* _Direction 1_: How would this sentence from the tax case passage read in Spanish: "The Wenger plan was in effect for petitioner's 1994 tax year."?
* _Direction 2_: Could you carry the tax case passage forward from its final sentence?

* _Provided text_:
This case was submitted fully stipulated under Rule 122, and the facts stipulated are so found. Petitioner resided in San Francisco, California, at the time that his petition was filed with the Court.

Petitioner is a certified public accountant who operates a sole proprietorship. Petitioner adopted the Phillip M. Wenger self-employed retirement money purchase plan (the Wenger plan) in 1984. Thereafter, in August 1990, petitioner adopted an updated version of the Wenger plan using a prototype money purchase plan offered by Charles Schwab and Co., Inc. (Charles Schwab). In June 1990, the Internal Revenue Service issued a favorable determination letter to Charles Schwab for the prototype standardized money purchase pension plan adopted by petitioner. In December 1994, petitioner adopted a further updated version of the Wenger plan, again using a prototype money purchase plan offered by Charles Schwab.

The Wenger plan was in effect for petitioner's 1994 tax year. Petitioner is the employer who sponsors the Wenger plan and is responsible for funding it. The Wenger plan is a qualified plan subject to the minimum funding standards of section 412.

The Wenger plan has a plan year ending December 31, and the plan reports on a calendar year basis. On July 6, 1995, petitioner filed a Form 5558, Application for Extension of Time to File Certain Employee Plan Returns, requesting a 2 1/2 month extension to file the annual return, On Form 5500-C/R, for the Wenger plan. The extension was granted, and the Form 5500-C/R for the Wenger plan was therefore due on October 16, 1995. Petitioner filed Form 5500-C/R for the Wenger plan no later than October 16, 1995.

[Data taken from a collection]
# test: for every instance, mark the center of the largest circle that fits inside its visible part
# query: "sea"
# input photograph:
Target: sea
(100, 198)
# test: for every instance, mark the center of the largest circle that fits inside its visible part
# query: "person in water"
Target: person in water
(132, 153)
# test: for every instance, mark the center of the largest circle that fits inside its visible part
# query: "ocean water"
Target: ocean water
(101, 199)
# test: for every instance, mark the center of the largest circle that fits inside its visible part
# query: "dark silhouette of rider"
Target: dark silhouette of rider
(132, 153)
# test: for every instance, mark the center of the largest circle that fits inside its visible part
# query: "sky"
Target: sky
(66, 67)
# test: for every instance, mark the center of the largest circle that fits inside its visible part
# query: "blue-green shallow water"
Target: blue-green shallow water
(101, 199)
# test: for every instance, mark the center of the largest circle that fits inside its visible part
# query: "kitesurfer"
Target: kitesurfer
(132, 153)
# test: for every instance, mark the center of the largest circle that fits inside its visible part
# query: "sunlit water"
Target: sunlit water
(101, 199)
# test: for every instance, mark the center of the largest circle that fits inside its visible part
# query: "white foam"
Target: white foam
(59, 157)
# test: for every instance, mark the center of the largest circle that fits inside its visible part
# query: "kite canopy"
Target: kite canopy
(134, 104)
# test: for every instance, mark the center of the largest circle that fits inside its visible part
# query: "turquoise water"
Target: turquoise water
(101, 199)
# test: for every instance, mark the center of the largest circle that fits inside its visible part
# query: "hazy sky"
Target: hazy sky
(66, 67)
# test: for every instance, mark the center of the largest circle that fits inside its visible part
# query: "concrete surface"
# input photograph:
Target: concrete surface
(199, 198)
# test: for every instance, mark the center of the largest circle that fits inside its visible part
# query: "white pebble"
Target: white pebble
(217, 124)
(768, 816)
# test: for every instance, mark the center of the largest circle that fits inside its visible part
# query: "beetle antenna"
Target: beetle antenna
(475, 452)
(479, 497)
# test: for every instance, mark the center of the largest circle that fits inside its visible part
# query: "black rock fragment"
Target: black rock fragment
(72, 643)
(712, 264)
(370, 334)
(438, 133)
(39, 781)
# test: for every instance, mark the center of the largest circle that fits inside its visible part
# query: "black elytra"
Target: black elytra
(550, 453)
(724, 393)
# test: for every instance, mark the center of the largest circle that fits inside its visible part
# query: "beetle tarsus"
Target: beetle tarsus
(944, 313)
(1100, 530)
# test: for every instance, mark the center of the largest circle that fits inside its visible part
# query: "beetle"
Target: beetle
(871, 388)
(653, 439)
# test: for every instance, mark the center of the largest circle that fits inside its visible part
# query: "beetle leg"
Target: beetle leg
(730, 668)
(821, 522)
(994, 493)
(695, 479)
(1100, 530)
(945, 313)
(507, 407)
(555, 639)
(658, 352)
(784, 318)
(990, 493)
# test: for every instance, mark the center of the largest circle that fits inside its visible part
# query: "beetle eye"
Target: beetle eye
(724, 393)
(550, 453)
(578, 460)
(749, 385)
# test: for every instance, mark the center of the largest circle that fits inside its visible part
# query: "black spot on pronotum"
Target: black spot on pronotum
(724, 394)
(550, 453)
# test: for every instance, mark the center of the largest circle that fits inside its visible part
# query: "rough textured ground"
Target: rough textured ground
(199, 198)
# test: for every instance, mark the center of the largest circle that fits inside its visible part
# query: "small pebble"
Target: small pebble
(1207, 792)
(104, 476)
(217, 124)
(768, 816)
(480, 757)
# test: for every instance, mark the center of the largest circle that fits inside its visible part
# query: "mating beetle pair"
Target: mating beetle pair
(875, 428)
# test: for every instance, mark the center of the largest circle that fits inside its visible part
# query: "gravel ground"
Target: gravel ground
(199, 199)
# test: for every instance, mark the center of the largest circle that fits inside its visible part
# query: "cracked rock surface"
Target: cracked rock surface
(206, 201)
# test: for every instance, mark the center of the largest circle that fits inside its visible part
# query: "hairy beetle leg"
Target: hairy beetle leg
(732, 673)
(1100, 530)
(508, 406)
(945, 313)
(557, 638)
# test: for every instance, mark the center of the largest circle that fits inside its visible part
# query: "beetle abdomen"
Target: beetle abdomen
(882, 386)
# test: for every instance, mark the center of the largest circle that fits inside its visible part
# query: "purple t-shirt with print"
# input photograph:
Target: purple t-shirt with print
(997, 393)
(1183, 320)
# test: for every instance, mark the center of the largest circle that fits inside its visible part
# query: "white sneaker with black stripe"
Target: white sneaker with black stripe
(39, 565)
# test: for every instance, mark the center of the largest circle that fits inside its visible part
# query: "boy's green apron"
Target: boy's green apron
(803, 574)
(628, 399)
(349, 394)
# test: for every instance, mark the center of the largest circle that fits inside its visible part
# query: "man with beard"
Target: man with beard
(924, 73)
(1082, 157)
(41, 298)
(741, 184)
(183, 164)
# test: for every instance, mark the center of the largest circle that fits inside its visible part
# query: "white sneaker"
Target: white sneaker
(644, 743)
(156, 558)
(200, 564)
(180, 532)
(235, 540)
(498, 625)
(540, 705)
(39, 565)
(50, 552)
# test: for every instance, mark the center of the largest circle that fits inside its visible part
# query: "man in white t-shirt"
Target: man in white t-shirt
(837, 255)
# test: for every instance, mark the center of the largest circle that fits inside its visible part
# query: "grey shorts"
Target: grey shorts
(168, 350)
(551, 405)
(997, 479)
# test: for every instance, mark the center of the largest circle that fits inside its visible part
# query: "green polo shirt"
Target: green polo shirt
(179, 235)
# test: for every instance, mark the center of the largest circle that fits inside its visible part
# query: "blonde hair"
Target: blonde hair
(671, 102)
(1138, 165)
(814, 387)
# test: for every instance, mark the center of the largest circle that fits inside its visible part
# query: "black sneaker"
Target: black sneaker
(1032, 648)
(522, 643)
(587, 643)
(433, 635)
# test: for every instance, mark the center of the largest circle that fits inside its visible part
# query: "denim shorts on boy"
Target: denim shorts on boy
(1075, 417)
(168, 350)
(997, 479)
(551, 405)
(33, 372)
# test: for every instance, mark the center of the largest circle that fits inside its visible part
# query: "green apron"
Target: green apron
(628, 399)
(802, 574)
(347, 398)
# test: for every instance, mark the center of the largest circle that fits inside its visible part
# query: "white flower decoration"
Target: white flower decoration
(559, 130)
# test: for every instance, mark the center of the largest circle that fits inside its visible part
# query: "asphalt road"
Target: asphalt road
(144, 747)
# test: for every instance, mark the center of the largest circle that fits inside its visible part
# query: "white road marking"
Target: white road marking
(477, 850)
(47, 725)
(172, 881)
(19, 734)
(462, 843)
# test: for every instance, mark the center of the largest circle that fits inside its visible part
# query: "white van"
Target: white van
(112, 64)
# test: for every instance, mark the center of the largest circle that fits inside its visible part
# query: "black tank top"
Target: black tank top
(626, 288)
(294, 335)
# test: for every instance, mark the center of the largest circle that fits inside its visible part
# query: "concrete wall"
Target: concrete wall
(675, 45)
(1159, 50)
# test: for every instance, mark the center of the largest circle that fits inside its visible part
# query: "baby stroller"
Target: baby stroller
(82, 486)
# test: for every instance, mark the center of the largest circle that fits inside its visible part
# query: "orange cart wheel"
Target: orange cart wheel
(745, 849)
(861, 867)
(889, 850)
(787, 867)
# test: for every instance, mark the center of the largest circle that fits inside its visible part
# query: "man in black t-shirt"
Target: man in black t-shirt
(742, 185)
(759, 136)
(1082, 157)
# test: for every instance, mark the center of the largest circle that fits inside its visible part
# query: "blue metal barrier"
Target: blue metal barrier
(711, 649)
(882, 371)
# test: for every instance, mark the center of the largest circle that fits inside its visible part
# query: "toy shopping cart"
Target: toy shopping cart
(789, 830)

* _Final answer 1_: El plan Wenger estaba vigente para el año fiscal 1994 del peticionario.

* _Final answer 2_:
Petitioner reported income and expense in respect of his sole proprietorship on a Schedule C, Profit or Loss From Business, to his Form 1040 on a calendar year basis. He applied for both an automatic 4-month extension and an additional extension of time to file his Federal income tax return for 1994. The extensions were granted, and petitioner's 1994 Federal income tax return was therefore due on Monday, October 16, 1995. On his 1994 Federal income tax return, petitioner deducted the entire $18,275 as a contribution to the Wenger plan.

Petitioner did not file a Form 5330, Return of Initial Excise Taxes Related to Pension and Profit-Sharing Plans, for 1994.

In the notice of deficiency, respondent determined that for the year in issue, an accumulated funding deficiency of $18,275 existed for the Wenger plan. Respondent further determined that as the plan's sponsor and person responsible for making the contributions, petitioner was liable for an excise tax equal to 10 percent of the funding deficiency pursuant to section 4971(a), and that petitioner was liable for an addition to tax under section 6651(a)(1) for failure to timely file Form 5330 for the Wenger plan.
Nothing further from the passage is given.